Named object pointing entries
===
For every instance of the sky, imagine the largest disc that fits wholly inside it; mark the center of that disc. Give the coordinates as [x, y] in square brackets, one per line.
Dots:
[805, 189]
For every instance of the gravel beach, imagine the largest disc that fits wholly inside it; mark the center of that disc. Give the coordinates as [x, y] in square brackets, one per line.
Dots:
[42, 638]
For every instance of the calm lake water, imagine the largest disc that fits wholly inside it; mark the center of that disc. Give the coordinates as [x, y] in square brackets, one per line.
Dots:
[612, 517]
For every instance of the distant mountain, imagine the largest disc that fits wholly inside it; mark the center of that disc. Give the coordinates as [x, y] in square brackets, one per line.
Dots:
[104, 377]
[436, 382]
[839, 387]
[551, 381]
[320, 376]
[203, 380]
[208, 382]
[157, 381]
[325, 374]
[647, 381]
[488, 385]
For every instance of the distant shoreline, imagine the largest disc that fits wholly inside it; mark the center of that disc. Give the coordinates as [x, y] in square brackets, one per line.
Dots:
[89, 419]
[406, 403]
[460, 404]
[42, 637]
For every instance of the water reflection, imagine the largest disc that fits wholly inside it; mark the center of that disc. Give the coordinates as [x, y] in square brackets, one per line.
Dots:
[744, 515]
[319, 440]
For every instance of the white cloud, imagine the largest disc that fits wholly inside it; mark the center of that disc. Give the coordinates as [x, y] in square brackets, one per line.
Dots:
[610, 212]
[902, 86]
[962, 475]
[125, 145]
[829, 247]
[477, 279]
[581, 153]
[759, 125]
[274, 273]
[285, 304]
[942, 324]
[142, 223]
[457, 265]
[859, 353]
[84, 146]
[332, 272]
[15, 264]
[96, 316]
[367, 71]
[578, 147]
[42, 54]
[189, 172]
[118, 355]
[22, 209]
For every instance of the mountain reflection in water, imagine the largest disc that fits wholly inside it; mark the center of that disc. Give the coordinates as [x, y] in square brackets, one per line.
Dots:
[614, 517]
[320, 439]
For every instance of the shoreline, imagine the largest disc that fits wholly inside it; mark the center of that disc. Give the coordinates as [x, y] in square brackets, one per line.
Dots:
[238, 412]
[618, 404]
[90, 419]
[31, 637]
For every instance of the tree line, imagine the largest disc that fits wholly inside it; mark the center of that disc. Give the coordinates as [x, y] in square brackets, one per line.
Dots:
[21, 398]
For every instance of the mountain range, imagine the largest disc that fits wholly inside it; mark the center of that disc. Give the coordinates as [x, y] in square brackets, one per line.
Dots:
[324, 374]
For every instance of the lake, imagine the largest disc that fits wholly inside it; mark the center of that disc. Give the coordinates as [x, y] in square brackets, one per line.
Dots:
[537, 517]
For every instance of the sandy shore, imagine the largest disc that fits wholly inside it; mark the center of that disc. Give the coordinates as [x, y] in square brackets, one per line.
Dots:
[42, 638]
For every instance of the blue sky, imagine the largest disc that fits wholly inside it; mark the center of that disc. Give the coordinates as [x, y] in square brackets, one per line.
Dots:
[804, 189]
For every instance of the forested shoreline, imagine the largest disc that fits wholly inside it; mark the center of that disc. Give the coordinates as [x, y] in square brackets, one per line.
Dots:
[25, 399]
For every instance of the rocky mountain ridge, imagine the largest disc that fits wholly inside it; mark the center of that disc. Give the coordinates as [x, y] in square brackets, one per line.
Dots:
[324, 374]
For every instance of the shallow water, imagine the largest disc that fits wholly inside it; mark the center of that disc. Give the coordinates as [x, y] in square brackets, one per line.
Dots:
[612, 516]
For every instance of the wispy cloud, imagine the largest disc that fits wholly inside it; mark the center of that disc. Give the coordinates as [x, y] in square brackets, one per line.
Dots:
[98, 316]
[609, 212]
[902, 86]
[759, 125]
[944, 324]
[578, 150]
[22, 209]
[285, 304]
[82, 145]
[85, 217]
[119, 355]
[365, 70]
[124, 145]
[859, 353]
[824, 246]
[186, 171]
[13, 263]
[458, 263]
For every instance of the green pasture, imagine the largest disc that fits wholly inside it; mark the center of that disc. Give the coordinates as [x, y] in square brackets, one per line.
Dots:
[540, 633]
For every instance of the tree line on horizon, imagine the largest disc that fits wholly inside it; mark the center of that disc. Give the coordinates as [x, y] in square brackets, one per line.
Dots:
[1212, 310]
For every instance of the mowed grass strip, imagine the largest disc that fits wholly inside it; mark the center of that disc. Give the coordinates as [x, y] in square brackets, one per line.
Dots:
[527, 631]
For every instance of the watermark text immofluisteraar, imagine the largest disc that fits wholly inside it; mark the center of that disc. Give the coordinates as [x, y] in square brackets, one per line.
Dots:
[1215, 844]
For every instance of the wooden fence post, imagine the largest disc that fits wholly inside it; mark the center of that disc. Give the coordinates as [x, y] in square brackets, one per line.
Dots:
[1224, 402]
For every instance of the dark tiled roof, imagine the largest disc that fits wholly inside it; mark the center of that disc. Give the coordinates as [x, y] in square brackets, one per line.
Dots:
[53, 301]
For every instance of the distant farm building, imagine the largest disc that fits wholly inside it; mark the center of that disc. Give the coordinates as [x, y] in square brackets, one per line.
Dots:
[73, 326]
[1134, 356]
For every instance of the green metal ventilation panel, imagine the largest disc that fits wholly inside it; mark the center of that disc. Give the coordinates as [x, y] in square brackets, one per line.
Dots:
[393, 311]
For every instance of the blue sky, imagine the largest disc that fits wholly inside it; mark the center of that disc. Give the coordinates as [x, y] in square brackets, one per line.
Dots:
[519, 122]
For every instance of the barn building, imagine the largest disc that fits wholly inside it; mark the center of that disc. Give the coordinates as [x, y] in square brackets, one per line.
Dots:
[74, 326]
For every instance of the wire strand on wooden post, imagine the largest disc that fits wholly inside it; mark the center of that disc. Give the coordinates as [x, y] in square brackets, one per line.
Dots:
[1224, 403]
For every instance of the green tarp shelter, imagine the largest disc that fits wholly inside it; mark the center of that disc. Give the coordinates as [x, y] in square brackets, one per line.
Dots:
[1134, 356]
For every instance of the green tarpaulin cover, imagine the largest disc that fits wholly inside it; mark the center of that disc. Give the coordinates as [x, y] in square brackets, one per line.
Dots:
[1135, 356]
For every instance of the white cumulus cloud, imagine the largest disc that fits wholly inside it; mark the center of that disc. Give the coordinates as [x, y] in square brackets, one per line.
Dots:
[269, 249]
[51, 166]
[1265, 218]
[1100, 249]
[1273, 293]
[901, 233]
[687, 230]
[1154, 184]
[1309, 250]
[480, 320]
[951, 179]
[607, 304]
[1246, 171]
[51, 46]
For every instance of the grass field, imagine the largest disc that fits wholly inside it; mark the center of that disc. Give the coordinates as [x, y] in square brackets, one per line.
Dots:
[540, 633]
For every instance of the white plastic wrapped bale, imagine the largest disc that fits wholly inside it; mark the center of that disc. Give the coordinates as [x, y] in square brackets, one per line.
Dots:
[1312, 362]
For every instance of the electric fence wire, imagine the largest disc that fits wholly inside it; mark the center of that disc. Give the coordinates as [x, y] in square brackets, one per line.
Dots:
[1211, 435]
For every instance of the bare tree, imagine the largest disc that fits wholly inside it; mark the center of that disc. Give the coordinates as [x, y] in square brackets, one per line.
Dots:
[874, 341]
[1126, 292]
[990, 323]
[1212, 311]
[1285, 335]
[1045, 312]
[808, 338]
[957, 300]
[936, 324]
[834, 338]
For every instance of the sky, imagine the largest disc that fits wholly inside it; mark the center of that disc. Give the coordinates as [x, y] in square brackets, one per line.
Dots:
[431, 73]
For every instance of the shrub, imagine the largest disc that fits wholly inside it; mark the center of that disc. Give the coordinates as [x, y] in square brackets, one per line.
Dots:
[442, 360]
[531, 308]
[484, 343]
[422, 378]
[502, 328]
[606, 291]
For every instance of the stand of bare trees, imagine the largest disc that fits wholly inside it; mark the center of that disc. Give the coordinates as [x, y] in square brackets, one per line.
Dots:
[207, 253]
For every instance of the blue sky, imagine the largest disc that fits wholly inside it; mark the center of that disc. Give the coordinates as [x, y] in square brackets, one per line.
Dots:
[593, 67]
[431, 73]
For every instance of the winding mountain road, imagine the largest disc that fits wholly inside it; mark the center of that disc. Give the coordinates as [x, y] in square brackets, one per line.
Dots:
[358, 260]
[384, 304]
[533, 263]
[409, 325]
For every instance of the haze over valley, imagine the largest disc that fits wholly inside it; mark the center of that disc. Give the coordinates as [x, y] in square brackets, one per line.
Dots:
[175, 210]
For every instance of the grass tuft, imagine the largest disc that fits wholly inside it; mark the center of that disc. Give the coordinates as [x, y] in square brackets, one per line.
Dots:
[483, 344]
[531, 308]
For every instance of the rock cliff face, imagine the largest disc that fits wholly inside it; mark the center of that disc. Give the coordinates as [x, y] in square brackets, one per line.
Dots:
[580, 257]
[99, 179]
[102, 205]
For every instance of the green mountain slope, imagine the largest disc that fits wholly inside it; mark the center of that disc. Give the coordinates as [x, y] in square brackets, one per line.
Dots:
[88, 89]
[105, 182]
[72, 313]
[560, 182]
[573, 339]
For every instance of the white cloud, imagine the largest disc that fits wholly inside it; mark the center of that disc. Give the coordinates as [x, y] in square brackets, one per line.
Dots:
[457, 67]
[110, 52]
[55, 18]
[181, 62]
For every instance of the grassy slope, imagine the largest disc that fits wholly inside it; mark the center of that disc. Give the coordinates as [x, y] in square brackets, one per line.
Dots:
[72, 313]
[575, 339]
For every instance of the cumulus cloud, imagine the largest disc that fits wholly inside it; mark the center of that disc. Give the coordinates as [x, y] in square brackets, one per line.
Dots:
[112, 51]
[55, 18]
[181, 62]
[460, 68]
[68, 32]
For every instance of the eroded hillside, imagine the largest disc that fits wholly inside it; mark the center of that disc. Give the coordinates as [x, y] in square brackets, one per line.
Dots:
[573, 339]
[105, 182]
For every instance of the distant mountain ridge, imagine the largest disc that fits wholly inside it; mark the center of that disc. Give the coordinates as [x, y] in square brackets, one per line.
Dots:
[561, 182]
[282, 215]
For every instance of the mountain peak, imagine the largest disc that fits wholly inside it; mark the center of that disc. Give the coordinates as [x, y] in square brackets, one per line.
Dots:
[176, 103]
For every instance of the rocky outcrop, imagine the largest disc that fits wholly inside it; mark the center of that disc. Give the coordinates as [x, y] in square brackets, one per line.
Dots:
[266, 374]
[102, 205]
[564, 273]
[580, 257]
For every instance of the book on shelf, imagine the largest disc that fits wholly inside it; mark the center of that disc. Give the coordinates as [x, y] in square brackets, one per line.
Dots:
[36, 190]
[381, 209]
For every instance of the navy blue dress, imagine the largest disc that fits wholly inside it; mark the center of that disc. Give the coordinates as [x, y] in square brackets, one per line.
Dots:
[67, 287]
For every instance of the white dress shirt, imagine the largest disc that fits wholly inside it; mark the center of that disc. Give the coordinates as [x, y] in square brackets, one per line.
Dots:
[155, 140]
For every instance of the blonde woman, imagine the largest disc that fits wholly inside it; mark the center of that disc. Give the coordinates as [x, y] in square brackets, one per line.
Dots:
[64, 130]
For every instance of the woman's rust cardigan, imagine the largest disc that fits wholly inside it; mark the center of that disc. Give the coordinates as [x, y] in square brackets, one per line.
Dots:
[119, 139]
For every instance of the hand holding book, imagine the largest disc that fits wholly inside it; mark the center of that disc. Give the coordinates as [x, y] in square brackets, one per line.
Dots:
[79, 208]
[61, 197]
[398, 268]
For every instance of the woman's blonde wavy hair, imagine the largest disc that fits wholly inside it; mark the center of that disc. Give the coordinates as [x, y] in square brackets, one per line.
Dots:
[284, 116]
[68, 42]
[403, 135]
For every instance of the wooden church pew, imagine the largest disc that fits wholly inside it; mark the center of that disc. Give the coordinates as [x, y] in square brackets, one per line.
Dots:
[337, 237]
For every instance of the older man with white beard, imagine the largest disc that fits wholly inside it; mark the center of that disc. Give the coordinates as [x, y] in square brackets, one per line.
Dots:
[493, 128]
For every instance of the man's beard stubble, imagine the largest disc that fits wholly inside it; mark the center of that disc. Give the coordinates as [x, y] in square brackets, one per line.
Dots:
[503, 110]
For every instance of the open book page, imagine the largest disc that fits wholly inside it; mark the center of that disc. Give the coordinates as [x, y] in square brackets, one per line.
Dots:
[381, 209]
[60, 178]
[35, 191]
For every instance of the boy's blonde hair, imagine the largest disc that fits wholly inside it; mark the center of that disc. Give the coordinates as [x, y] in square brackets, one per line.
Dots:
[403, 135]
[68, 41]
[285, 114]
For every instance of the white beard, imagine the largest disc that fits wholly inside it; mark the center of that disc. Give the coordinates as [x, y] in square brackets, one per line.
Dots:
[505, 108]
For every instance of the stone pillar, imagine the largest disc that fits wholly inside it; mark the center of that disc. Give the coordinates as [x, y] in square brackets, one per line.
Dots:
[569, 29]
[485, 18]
===
**What you are asked to do**
Rewrite everything in the data from the line containing "For every instance of the stone" down to the end, and offset each coordinate in the answers by adding 93 to it.

**The completed task**
For every instance of the stone pillar, imagine the largest disc that fits wholly inside it; mark the center of that disc. Give the coordinates as [x, y] in square brackets, one per line.
Dots:
[662, 122]
[578, 111]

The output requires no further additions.